(Saved data entries)
---------------
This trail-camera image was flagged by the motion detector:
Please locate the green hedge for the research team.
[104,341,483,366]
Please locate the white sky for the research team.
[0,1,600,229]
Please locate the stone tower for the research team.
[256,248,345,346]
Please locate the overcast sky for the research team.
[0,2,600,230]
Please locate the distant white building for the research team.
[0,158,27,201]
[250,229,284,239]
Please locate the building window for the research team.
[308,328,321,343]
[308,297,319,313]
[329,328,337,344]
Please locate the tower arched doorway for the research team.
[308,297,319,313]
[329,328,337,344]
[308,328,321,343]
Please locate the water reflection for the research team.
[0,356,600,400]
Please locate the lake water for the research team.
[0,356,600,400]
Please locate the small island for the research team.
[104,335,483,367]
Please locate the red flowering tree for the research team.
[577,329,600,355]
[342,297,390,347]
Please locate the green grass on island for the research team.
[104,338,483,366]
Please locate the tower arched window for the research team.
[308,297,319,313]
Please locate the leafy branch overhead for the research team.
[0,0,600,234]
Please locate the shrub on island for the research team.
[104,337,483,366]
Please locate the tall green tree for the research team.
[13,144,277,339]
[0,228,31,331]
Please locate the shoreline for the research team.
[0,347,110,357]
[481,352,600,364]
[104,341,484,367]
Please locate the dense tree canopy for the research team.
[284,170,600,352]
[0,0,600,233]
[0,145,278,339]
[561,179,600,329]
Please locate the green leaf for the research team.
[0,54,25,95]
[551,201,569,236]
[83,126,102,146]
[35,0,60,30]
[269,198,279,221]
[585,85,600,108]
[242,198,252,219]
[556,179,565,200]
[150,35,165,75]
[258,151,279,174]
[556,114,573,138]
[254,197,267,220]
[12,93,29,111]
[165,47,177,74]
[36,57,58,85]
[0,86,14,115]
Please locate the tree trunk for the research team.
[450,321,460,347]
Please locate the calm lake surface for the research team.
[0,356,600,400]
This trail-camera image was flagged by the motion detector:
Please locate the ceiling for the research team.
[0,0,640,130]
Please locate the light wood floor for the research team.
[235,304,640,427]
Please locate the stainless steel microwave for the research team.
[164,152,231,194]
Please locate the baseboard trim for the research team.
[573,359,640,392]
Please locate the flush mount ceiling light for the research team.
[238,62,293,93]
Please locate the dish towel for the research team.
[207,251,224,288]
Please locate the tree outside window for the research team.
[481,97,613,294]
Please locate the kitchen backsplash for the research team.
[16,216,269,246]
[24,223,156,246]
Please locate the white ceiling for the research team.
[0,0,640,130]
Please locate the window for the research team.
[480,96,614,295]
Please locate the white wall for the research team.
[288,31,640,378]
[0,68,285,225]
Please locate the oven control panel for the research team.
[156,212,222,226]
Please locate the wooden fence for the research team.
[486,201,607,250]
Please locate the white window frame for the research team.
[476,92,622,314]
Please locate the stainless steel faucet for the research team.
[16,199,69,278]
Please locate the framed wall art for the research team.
---------------
INSTRUCTIONS FOR THE TASK => Rewrite the items above, replacing "research team" with "survey crew" everywhere it occurs and leaving everything else unchanged.

EXERCISE OUTPUT =>
This trail-camera image was flagged by the motion detector:
Please locate the green hedge for the survey crew.
[104,341,483,366]
Please locate the white sky for the survey crew.
[0,1,600,229]
Please locate the stone tower for the survey crew.
[256,248,345,346]
Please locate the overcast sky for the survey crew.
[0,2,600,230]
Please locate the distant white building for the survey crew.
[0,158,27,201]
[250,229,284,239]
Please locate the building window for the survey crew.
[308,328,321,343]
[308,297,319,313]
[329,328,337,344]
Please locate the tower arched doorway for the survey crew.
[308,297,319,313]
[329,328,337,344]
[308,328,321,343]
Please locate the water reflection for the survey crew.
[0,356,600,400]
Please locate the lake water for the survey crew.
[0,356,600,400]
Please locate the small island for the survey crew.
[104,335,483,367]
Please locate the red flowering tree for the survey crew.
[577,329,600,355]
[342,297,390,347]
Please locate the green grass on island for the survey crew.
[104,338,483,366]
Please locate the tower arched window for the survey crew.
[308,297,319,313]
Please locate the leafy branch overhead for the survey crew.
[0,0,600,234]
Please locate the shrub on island for the survey crew.
[104,337,483,366]
Please locate the tall green tree for the survey crew.
[13,144,277,339]
[0,228,31,331]
Please locate the shoreline for the survey crew.
[0,347,110,357]
[481,352,600,364]
[104,341,484,367]
Please locate the dense tree canopy for the survey crew.
[284,170,600,352]
[0,0,600,233]
[0,145,278,339]
[561,179,600,329]
Please locate the green leaf for the survey crew.
[0,54,25,95]
[551,201,569,236]
[83,126,102,146]
[35,0,60,30]
[269,198,279,221]
[585,85,600,108]
[242,198,252,219]
[556,179,565,200]
[150,35,165,75]
[258,151,279,174]
[556,114,573,138]
[254,197,267,220]
[12,93,29,111]
[165,47,177,74]
[36,57,58,85]
[0,86,14,115]
Please locate the tree trunk for the survey crew.
[450,321,460,347]
Please locate the calm lake surface for the survey crew.
[0,356,600,400]
This trail-camera image was flagged by the motion detector:
Please locate the ceiling for the survey crew.
[0,0,640,130]
Please locate the light wood floor for the survey crew.
[235,304,640,427]
Please locate the stainless steel microwave for the survey crew.
[164,152,231,194]
Please locate the baseboard trim for the survey crew.
[573,359,640,392]
Please locate the flush mount ceiling light for the survey crew.
[238,62,293,93]
Please locate the dish towel for the survey crew.
[207,251,224,288]
Please locate the tree outside window for the survey crew.
[481,97,613,294]
Please locate the kitchen backsplash for the survey crew.
[16,216,269,246]
[24,223,156,246]
Please locate the white ceiling for the survey crew.
[0,0,640,130]
Please locate the window for the survey crew.
[480,96,614,295]
Please locate the white wall for the survey crew.
[288,31,640,378]
[0,68,285,225]
Please locate the oven control panel for the survey crew.
[156,212,222,226]
Please locate the wooden fence for the survey crew.
[486,201,607,250]
Please locate the white window frame for the survey crew.
[476,92,622,314]
Please locate the stainless steel faucet for the survey crew.
[16,199,69,278]
Please locate the framed wall art for the survey crew.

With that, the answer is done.